▸ **Task**: Looking at the entries, say how many lines contain the string "positive". Offer nothing besides the number.

▸ **Data provided**:
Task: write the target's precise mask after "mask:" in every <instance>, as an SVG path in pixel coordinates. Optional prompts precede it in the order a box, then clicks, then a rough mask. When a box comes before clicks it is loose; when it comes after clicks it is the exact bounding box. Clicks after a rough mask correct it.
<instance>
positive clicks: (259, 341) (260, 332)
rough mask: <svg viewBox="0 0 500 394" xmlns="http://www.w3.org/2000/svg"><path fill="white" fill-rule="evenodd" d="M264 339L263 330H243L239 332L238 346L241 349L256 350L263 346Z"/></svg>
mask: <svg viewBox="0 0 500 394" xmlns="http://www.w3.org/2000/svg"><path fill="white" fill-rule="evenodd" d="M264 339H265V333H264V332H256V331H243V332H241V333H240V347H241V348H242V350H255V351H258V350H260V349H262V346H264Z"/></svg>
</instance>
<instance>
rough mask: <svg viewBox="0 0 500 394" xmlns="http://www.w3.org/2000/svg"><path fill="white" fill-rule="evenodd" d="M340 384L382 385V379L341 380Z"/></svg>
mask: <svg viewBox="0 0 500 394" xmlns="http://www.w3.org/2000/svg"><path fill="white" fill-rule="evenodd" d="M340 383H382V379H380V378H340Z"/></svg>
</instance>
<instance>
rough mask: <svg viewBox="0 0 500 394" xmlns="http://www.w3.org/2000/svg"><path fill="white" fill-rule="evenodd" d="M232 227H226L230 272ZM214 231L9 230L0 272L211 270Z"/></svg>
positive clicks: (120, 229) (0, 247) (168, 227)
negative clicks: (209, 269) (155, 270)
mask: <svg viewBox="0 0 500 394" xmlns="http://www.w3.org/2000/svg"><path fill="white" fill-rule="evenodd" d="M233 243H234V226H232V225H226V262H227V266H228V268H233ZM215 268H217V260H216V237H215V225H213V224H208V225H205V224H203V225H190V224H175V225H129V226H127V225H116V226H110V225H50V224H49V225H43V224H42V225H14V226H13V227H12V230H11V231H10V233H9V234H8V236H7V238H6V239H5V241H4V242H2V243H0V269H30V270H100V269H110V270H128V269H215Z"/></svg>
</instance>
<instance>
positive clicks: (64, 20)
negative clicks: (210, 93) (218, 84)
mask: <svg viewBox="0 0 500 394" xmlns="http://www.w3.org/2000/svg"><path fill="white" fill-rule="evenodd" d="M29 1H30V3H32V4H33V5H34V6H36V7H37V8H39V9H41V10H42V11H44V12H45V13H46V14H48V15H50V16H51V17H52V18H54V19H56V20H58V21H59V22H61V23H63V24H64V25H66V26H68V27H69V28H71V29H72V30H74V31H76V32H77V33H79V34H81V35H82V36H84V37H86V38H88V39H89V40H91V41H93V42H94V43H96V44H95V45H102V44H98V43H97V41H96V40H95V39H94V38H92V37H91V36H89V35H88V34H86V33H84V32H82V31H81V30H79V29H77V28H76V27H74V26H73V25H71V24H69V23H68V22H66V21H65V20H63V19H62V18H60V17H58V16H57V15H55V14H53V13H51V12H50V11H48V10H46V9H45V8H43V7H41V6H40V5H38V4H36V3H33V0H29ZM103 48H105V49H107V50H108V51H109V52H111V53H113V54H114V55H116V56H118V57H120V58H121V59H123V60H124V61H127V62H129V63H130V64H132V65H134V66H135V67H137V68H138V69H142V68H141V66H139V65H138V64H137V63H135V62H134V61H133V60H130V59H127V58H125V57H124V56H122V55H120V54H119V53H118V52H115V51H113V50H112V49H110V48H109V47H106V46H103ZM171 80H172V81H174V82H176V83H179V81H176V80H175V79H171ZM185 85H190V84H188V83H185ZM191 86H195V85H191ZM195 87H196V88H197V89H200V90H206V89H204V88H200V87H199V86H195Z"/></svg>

▸ **Finished task**: 3